(Entries taken from a collection)
-- Begin --
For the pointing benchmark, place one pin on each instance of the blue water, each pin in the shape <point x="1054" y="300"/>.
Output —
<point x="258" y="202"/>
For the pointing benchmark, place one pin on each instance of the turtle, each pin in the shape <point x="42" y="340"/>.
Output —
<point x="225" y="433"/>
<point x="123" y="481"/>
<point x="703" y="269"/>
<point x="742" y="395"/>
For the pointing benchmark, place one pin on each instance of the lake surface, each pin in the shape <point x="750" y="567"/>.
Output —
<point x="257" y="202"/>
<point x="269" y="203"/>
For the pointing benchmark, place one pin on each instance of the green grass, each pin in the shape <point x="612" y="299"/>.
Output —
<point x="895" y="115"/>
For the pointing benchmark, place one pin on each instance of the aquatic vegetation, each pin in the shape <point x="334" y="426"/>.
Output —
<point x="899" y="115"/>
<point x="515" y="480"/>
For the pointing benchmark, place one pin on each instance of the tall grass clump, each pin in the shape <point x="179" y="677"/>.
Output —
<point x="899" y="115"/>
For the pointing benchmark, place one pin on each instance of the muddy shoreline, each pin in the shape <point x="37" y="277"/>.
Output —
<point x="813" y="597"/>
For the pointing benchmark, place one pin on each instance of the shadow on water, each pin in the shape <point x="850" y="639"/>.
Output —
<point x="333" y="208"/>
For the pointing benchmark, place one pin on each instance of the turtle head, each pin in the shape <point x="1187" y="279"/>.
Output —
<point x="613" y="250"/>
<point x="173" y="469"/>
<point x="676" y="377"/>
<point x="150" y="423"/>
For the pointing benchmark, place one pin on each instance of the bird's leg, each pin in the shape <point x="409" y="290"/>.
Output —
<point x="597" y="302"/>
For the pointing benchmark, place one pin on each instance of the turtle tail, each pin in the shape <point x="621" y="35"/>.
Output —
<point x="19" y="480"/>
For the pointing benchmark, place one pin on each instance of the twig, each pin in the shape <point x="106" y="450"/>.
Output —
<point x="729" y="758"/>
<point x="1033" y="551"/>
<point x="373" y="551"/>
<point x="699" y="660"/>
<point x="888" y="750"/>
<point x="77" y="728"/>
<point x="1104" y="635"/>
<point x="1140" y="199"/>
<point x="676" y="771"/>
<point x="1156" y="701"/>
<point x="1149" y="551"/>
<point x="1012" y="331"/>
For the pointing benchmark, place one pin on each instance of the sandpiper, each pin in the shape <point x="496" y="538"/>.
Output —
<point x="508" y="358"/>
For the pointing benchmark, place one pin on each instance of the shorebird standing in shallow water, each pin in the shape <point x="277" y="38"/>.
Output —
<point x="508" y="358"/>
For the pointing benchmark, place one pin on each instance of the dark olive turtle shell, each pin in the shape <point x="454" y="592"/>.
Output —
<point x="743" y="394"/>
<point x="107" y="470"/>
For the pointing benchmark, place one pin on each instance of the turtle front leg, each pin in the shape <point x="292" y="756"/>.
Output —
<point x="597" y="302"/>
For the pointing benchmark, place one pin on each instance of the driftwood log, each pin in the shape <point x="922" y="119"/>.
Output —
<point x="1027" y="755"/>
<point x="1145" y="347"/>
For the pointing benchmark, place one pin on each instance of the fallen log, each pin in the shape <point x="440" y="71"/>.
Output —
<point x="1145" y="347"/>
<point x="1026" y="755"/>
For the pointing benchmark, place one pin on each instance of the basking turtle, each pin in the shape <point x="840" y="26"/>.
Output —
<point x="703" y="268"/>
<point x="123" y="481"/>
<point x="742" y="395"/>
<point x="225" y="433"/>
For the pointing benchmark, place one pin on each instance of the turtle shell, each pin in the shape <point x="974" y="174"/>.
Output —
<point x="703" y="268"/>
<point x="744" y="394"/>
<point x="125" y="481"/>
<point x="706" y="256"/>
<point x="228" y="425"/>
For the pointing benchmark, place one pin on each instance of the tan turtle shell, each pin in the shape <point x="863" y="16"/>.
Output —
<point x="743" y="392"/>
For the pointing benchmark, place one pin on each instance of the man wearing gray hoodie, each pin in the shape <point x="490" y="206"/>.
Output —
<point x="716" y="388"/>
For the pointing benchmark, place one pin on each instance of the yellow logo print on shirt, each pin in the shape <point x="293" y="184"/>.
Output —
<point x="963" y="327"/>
-- End --
SET EXERCISE – Copy the records word for word, from the line with "the tan turtle" up to and including the last line of the records.

OUTPUT OF THE EXERCISE –
For the pointing benchmark, place one pin on each instance of the tan turtle shell, each pin in the shape <point x="863" y="16"/>.
Output —
<point x="743" y="392"/>
For the pointing benchmark, place one pin on each instance of the man wearing gray hoodie, each pin in the shape <point x="490" y="206"/>.
Output —
<point x="716" y="388"/>
For the pointing benchmark, place one pin on each instance of the yellow logo print on shirt, each pin in the shape <point x="293" y="184"/>.
Output —
<point x="963" y="327"/>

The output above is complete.